What the task asks ▸
Count the lines below that contain the word "girl" and reply with the number alone.

Excerpts from a point labeling dataset
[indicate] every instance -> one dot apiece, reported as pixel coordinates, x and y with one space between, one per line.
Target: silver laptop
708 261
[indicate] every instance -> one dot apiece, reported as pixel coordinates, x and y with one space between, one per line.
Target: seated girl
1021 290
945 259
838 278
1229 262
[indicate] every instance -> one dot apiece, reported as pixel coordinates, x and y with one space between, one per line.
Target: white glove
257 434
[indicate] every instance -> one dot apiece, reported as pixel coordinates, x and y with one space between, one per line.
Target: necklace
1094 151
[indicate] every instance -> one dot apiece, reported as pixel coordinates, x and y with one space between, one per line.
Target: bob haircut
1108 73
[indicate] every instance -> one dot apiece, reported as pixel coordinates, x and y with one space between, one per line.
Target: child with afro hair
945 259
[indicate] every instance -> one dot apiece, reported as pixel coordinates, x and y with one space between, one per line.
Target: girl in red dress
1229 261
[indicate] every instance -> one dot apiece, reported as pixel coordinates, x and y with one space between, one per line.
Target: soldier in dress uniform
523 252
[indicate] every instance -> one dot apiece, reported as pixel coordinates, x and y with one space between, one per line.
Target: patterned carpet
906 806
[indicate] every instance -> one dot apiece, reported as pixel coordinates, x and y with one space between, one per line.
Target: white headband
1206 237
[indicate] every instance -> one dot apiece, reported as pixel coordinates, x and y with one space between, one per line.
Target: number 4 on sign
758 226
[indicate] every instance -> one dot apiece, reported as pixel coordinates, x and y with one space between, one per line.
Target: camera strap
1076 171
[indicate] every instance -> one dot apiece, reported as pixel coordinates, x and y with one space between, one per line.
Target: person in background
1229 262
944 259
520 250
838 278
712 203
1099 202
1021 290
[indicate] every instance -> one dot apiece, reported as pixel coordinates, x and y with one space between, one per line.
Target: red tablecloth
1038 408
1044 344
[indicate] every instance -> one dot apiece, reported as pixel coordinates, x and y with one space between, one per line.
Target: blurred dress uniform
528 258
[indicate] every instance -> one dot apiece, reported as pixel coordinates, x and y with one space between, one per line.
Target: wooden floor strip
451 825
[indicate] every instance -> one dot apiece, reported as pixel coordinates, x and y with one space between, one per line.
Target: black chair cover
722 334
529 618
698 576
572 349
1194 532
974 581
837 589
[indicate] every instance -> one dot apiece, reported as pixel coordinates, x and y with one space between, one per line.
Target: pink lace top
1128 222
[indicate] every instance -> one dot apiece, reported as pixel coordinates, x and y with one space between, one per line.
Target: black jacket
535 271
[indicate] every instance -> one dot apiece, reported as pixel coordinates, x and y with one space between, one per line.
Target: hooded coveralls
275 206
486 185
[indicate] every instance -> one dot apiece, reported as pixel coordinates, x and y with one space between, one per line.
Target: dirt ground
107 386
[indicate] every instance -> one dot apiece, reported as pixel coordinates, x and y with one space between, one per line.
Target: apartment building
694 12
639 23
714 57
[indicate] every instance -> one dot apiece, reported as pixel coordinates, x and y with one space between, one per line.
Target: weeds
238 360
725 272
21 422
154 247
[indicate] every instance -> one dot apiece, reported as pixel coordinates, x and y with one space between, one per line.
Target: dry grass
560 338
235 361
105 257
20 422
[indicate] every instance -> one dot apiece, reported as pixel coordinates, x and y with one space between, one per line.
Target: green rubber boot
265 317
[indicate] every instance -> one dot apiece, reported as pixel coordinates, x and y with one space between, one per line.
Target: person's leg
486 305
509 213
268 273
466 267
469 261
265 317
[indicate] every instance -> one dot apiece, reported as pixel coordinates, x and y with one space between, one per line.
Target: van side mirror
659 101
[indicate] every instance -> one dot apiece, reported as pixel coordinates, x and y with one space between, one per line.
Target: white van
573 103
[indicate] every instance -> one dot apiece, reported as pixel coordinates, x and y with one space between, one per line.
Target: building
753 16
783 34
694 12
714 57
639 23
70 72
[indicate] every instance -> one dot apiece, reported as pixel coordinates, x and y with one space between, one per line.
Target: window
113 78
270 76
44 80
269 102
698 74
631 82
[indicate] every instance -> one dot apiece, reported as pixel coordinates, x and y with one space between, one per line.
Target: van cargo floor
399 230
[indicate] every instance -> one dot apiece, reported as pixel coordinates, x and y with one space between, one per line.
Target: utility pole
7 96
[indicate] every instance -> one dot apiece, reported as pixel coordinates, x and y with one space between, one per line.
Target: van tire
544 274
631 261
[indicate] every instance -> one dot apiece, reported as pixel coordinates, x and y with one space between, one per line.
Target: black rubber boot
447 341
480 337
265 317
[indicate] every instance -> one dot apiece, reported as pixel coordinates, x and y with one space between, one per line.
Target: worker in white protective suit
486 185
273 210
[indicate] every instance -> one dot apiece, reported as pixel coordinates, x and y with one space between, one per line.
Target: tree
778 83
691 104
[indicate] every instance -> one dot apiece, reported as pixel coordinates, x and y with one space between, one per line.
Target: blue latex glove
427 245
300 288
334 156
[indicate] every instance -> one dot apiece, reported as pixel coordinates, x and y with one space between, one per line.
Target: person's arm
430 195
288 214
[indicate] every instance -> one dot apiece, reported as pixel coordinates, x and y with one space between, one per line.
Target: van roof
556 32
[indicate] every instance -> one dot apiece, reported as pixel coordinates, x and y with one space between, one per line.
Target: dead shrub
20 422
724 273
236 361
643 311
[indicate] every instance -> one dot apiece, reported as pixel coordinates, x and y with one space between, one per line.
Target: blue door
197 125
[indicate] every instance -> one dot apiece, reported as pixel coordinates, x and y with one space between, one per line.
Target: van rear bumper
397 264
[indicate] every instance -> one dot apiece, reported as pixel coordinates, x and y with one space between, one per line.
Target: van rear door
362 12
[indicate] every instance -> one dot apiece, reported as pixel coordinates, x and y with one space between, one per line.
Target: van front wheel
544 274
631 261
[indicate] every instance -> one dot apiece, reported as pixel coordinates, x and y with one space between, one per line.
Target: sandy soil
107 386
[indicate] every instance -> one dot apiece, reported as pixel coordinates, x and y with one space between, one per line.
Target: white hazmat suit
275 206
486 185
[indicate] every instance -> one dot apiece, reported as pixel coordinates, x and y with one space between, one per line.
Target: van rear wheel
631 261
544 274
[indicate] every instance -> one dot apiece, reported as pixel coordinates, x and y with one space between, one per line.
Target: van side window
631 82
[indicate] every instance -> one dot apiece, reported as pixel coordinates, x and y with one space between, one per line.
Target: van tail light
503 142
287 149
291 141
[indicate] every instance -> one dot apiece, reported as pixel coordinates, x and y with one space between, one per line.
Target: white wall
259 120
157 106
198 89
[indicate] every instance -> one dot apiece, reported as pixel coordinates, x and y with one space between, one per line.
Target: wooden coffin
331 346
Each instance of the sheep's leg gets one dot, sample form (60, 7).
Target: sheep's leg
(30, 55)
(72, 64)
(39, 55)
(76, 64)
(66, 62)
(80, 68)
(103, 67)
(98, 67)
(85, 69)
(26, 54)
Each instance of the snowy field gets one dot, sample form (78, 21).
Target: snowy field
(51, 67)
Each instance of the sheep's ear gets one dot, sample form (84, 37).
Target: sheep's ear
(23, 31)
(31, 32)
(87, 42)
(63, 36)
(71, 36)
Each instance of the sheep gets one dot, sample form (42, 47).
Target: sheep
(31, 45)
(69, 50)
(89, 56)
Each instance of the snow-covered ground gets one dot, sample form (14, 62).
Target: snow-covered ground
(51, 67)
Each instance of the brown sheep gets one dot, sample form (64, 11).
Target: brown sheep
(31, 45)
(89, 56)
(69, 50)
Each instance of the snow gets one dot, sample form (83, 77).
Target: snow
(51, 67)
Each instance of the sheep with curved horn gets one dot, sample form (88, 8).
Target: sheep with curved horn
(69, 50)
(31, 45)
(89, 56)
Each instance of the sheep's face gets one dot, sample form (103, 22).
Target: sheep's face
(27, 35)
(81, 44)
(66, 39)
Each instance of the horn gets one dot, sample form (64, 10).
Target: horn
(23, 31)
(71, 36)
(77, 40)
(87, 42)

---

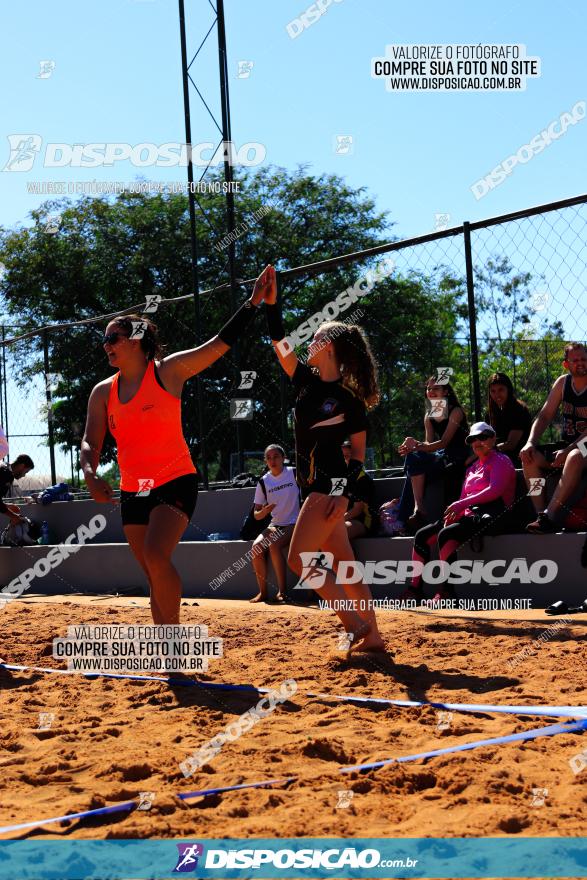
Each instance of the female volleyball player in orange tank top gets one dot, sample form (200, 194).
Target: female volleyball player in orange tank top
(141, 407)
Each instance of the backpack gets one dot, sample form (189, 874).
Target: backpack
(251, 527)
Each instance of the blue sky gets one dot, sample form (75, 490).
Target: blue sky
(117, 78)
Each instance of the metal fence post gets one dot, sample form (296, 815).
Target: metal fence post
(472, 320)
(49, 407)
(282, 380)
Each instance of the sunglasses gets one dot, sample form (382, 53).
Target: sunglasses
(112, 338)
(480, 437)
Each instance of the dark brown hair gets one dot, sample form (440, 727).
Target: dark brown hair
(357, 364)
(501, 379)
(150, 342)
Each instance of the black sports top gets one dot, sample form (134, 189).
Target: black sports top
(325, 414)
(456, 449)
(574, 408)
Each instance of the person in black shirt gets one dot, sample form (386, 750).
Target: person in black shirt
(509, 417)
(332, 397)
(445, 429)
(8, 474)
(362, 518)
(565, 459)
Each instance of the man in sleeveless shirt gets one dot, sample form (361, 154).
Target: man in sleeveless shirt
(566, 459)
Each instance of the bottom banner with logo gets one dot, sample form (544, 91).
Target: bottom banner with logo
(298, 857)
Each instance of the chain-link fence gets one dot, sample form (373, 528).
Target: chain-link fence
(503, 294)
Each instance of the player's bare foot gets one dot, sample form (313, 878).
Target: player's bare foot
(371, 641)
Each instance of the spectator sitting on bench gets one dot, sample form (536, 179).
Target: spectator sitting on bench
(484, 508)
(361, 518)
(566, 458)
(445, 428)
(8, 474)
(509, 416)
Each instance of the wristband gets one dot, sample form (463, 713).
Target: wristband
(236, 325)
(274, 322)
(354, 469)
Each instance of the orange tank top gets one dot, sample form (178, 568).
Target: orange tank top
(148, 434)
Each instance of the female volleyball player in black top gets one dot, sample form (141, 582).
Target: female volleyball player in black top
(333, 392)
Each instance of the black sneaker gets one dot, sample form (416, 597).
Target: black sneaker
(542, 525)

...

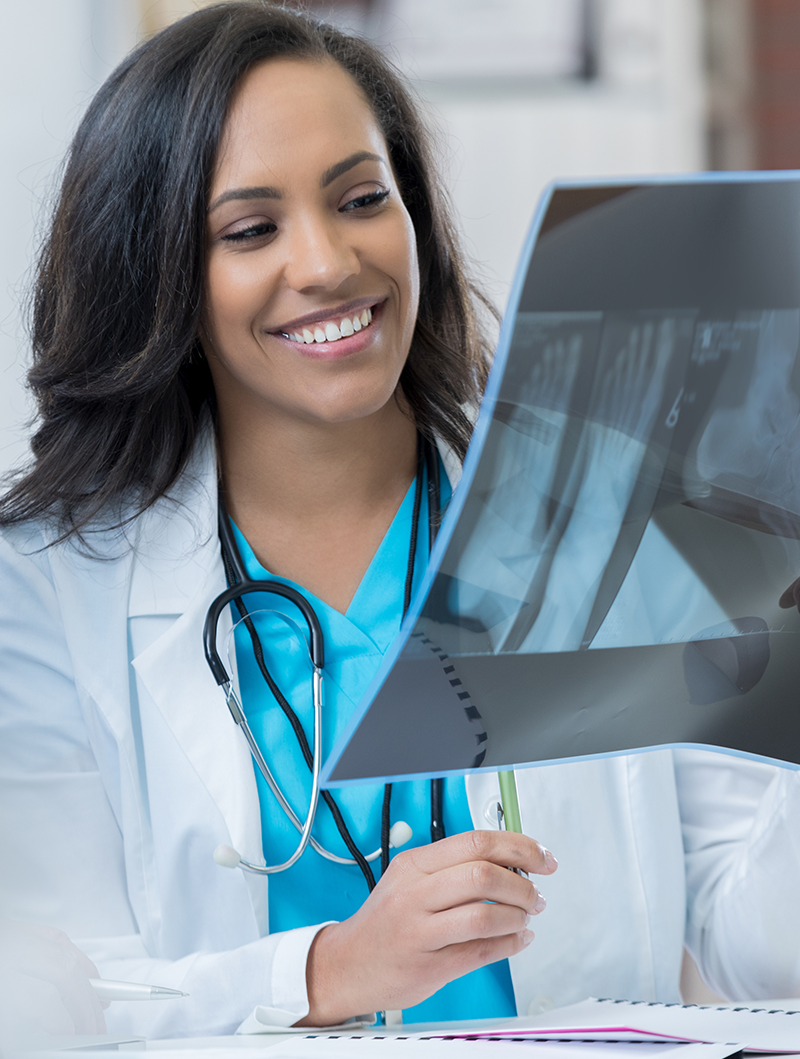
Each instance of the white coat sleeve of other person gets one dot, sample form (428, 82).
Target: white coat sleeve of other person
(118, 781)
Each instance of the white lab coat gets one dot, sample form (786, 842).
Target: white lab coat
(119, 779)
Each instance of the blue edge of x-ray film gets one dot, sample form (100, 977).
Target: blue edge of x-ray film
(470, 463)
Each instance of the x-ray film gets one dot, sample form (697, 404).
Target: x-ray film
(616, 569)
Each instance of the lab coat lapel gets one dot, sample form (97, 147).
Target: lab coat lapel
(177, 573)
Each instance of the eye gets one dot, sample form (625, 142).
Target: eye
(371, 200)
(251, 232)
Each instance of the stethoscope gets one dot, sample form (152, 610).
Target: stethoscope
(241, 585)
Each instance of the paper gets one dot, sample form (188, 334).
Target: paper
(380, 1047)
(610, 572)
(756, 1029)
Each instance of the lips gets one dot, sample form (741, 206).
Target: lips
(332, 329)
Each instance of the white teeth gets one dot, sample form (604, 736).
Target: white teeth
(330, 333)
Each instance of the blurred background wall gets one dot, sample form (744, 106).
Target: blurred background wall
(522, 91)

Exercise output ▸
2